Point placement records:
════════════════

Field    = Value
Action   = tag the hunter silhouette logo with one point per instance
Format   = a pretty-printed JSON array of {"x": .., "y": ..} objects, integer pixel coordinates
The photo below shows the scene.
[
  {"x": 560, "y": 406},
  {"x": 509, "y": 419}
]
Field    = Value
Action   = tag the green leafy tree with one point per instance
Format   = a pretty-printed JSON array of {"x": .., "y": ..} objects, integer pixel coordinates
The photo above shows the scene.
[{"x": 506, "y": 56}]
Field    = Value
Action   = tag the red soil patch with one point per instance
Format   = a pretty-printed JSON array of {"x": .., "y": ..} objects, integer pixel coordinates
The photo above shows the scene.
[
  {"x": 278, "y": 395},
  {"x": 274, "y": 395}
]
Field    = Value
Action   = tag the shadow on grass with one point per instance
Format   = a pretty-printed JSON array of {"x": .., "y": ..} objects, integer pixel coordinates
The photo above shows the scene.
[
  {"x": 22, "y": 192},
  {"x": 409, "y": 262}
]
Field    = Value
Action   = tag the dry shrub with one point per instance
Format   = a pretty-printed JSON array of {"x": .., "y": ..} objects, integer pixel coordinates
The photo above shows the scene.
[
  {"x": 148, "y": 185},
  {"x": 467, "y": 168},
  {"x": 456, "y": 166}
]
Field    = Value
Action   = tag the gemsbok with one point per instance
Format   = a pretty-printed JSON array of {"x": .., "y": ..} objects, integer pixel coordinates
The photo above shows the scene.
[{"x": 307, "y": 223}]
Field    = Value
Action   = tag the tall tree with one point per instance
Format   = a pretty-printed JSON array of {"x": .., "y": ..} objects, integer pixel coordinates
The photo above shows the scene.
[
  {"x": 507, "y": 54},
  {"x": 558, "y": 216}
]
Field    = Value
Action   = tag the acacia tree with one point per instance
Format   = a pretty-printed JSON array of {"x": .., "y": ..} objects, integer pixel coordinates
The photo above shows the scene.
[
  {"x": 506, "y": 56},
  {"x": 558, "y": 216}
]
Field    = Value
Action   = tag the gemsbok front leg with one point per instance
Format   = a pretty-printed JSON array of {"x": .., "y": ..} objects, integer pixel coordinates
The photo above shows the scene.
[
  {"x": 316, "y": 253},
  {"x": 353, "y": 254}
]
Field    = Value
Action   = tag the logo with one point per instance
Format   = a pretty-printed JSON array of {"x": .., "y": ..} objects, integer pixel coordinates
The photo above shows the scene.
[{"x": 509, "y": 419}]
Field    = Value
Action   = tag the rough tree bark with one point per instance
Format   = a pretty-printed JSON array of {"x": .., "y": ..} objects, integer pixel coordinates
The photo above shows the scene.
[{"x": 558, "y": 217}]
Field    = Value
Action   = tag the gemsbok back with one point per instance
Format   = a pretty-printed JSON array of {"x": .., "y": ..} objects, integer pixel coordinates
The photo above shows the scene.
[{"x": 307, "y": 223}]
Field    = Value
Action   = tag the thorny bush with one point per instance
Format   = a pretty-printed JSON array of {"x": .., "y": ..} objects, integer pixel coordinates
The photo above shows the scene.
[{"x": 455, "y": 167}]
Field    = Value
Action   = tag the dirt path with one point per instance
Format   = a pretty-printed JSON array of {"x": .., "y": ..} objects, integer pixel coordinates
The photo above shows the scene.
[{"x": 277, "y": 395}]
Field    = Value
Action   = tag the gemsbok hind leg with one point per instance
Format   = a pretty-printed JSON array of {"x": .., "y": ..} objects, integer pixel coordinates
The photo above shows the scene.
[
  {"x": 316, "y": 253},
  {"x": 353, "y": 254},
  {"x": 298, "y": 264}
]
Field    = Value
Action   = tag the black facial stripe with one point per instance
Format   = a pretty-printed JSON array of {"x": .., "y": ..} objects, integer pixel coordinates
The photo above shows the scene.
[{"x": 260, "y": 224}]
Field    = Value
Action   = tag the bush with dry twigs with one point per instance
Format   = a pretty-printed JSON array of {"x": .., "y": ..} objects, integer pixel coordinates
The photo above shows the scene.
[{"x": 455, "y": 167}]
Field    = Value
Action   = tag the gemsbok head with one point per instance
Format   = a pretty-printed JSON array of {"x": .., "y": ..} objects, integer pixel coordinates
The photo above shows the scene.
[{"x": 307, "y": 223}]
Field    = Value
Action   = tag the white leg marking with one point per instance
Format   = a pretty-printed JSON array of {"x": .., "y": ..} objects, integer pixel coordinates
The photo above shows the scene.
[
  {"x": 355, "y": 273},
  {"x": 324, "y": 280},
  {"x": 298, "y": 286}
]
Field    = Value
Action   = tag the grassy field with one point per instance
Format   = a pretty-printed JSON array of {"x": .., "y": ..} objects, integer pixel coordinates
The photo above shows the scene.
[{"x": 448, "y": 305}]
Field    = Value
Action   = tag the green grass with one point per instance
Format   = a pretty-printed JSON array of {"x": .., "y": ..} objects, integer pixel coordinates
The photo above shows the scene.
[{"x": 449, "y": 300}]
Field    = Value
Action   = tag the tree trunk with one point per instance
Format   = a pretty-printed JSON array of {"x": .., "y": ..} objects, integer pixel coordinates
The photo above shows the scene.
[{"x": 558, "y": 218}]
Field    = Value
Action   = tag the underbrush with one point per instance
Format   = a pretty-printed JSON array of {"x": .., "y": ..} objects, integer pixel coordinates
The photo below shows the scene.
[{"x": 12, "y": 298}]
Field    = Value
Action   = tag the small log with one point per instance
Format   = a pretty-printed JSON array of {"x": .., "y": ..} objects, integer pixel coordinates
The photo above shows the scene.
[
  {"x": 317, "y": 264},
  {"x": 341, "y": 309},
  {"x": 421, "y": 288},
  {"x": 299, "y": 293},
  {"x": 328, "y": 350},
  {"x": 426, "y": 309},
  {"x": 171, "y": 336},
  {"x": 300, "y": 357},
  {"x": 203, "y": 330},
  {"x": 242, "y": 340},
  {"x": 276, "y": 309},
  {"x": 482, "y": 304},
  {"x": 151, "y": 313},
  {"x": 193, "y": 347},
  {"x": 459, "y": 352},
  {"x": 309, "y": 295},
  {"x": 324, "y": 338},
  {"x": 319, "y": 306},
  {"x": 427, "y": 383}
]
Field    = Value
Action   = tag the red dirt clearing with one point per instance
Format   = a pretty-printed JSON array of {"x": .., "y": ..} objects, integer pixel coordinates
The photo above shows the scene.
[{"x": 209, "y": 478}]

════════════════

(GIVEN INSTRUCTION):
Identify every line of the listing that contains the string "bush", and copy each one.

(CORRECT ANSWER):
Action   = tag the thorny bush with one point per instance
Action   = tag the bush with dry twigs with one point per instance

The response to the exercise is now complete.